## Exercise directions
Beginning at the line that contains "the blue sky." and ending at the last line of the entries, write out each line exactly; include nothing outside that span.

## Material
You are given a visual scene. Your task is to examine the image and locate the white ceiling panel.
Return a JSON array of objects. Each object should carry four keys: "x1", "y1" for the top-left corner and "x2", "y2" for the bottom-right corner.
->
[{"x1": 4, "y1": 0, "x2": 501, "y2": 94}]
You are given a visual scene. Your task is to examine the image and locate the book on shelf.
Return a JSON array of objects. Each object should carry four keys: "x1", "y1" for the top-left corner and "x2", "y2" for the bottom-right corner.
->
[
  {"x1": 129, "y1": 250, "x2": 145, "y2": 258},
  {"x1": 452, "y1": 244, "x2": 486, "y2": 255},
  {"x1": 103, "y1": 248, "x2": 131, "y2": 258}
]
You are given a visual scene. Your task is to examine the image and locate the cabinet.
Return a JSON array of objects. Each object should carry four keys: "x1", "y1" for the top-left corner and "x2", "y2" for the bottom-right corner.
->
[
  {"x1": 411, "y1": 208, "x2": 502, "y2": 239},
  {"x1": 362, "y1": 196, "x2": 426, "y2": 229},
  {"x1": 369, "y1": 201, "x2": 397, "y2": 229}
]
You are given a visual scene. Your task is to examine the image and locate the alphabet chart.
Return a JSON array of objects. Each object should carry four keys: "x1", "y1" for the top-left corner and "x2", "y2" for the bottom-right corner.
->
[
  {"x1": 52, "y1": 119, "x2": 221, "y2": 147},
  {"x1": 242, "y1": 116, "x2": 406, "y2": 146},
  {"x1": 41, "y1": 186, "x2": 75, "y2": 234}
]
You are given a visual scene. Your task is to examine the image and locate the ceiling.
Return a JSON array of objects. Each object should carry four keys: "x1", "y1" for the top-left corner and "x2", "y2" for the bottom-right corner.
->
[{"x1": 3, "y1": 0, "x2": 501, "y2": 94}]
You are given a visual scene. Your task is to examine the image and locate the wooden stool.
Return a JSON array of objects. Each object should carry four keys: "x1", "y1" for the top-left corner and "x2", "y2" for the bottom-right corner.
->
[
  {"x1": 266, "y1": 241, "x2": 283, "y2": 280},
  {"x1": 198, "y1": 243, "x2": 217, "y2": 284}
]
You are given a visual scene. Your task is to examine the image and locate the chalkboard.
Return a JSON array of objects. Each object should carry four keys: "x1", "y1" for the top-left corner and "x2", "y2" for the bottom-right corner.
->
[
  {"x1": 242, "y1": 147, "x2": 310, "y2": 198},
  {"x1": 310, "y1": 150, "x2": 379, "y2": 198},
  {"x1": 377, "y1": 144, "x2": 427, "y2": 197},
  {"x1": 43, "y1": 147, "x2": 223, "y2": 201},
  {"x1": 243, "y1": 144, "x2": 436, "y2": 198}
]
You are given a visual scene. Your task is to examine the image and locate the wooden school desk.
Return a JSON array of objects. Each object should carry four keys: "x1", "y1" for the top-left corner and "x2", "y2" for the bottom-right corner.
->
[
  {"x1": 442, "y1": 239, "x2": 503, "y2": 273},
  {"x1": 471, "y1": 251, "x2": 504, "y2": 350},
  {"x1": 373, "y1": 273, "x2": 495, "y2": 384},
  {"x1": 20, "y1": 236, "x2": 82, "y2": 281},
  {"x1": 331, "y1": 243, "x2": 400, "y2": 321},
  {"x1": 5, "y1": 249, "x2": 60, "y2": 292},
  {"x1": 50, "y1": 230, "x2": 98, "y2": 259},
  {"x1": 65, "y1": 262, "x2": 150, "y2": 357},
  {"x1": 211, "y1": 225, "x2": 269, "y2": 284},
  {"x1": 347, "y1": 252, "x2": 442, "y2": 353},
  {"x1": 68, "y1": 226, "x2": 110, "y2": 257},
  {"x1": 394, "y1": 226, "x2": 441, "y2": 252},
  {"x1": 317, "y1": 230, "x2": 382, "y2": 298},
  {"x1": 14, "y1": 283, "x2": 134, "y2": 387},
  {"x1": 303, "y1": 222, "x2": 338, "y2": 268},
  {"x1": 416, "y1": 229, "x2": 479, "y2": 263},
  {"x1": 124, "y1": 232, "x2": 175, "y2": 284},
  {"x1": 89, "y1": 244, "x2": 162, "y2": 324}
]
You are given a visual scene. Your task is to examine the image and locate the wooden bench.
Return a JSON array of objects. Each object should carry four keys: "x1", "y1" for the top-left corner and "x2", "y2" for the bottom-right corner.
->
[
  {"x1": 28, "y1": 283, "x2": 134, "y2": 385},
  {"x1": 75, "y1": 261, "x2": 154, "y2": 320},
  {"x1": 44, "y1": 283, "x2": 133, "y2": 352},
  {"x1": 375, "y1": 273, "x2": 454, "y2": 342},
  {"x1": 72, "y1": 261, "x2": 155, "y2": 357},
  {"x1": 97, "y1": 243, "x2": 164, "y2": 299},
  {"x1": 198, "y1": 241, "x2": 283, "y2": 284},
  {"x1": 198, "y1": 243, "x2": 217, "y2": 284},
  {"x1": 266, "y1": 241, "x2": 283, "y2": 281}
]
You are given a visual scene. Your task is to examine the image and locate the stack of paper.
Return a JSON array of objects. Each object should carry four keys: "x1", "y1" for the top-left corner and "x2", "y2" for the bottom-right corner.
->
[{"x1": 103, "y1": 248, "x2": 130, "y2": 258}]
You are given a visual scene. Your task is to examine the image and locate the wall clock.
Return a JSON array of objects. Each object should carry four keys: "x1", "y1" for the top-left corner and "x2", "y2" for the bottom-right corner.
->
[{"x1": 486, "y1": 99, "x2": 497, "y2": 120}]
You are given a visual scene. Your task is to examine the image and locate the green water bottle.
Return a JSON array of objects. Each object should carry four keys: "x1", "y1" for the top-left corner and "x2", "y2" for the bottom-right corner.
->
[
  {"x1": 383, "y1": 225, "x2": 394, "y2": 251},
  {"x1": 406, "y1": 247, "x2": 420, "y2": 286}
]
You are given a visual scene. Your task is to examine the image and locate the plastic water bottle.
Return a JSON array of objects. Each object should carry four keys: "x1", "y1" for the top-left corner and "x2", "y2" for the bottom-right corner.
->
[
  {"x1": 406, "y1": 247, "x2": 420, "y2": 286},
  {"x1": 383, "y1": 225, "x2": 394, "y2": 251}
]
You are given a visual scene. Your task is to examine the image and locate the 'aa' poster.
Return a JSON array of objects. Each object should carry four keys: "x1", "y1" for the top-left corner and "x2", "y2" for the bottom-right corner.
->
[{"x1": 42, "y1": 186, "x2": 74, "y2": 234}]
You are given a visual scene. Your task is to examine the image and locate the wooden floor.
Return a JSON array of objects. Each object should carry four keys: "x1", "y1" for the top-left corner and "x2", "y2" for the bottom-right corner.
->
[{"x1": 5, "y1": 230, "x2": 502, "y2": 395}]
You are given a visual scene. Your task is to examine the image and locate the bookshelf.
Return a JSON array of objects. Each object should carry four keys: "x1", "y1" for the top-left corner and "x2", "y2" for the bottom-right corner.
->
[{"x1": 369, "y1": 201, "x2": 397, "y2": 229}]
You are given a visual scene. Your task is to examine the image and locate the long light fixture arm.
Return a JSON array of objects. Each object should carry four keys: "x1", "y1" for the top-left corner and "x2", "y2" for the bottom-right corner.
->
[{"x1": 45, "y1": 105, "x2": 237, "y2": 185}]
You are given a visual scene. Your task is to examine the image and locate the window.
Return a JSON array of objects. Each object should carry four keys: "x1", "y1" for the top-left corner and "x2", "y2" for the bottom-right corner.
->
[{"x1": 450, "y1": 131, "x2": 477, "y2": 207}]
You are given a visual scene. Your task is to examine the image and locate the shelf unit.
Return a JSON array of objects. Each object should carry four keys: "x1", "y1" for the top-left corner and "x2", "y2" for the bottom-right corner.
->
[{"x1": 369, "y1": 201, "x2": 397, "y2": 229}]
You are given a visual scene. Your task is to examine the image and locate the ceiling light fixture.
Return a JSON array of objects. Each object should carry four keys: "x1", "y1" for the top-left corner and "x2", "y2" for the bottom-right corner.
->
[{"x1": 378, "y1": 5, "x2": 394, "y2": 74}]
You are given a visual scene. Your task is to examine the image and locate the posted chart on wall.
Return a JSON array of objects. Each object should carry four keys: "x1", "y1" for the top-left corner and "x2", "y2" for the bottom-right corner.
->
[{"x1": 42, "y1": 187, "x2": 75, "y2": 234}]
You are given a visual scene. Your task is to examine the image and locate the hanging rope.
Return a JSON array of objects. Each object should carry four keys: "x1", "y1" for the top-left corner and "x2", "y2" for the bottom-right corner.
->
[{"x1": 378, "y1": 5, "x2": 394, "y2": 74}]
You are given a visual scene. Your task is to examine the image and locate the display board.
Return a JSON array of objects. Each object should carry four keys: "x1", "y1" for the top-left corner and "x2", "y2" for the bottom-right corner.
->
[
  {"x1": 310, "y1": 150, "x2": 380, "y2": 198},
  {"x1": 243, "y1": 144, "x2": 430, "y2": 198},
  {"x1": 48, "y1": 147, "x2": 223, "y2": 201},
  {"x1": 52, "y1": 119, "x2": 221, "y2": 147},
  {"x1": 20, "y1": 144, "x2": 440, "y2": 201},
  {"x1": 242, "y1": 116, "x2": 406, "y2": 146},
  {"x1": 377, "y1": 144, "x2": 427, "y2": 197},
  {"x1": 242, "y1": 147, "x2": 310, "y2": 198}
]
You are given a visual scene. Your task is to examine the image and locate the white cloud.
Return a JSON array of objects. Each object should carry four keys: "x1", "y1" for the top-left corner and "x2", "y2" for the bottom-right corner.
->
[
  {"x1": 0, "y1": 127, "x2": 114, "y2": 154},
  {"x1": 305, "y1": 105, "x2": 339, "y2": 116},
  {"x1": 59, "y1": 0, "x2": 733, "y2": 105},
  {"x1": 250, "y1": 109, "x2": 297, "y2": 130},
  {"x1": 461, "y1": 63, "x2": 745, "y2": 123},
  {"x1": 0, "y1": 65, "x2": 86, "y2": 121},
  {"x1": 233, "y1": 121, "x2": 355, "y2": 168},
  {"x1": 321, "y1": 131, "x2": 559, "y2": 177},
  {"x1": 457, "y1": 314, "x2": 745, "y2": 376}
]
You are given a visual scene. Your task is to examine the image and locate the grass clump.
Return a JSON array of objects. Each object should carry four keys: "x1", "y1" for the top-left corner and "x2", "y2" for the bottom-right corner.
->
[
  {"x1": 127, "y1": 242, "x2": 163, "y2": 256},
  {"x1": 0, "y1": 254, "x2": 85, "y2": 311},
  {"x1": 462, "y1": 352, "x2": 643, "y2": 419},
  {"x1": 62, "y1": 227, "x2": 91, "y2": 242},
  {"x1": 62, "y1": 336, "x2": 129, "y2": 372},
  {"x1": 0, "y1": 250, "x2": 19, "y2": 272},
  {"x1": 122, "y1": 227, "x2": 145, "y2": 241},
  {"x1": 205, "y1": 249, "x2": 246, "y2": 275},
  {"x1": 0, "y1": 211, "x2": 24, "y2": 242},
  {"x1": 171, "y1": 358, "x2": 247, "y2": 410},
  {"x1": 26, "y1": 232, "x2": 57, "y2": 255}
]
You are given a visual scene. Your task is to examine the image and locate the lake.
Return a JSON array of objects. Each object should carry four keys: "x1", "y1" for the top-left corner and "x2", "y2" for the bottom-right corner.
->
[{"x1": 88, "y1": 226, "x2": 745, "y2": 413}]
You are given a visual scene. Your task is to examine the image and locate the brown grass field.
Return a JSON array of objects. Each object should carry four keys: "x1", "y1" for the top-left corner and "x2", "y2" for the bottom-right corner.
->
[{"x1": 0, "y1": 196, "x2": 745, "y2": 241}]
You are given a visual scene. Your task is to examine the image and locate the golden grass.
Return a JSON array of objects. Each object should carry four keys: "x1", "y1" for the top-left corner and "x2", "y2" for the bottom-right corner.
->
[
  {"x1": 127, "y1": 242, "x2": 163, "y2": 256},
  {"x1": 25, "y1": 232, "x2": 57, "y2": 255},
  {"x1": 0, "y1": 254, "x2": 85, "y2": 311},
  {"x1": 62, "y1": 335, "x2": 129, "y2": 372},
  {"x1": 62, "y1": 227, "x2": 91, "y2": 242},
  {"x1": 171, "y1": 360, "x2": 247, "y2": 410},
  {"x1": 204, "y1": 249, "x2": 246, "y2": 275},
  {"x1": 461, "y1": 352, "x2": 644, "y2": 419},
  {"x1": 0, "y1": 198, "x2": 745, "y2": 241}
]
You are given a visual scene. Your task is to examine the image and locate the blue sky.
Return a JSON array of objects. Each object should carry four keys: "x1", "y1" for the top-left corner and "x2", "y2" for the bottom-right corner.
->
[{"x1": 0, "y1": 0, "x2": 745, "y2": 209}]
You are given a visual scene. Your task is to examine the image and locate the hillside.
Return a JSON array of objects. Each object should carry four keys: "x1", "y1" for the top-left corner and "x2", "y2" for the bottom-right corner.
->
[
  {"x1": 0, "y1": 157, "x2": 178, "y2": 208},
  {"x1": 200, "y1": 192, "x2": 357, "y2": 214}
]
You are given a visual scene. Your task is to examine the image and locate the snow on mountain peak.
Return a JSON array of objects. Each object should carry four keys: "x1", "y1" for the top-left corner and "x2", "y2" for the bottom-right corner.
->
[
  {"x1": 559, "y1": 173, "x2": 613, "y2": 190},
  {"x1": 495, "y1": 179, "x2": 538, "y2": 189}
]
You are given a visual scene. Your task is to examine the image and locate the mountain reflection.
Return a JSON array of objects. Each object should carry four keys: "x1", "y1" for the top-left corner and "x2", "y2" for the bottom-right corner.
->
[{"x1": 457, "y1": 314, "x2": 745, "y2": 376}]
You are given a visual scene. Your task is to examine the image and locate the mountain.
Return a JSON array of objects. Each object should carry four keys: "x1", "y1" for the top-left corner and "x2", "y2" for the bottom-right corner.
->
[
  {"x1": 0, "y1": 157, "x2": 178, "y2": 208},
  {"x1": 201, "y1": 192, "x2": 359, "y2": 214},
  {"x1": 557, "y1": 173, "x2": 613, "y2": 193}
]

## Response
You are given a visual scene. Your task is to examine the image and locate the blue sky.
Return a JSON array of objects. Each object should carry four keys: "x1", "y1" for the top-left corner and "x2", "y2" for the bottom-right corner.
->
[{"x1": 0, "y1": 0, "x2": 745, "y2": 209}]
You are given a visual scene. Your task is to examine the image and locate the hillside.
Return a JSON array of objects. Each object should carry four keys: "x1", "y1" for the top-left corner and "x2", "y2" for the bottom-right corner.
->
[
  {"x1": 0, "y1": 157, "x2": 178, "y2": 208},
  {"x1": 200, "y1": 192, "x2": 357, "y2": 214}
]
You are given a visual scene. Your task is to examine the image and locate the snow on mountain peak.
Return a JSON array of objects. Each object should carry four keys: "x1", "y1" for the top-left corner and "x2", "y2" for the bottom-right corner.
->
[
  {"x1": 559, "y1": 173, "x2": 613, "y2": 190},
  {"x1": 495, "y1": 179, "x2": 538, "y2": 189}
]
You are given a visual scene. Your task is to examine the image and locate the mountain reflection.
Return a JSON array of objects. Each object should carry four keys: "x1", "y1" for the top-left corner and "x2", "y2" for the bottom-right corner.
->
[{"x1": 457, "y1": 314, "x2": 745, "y2": 376}]
You are given a visual scene. Your task is to examine the image and locate the mountain.
Return a JSON array of objects. Each object should carry four keys: "x1", "y1" for the top-left corner and "x2", "y2" for the bottom-right corner.
->
[
  {"x1": 0, "y1": 157, "x2": 178, "y2": 208},
  {"x1": 201, "y1": 192, "x2": 359, "y2": 214},
  {"x1": 557, "y1": 173, "x2": 613, "y2": 193}
]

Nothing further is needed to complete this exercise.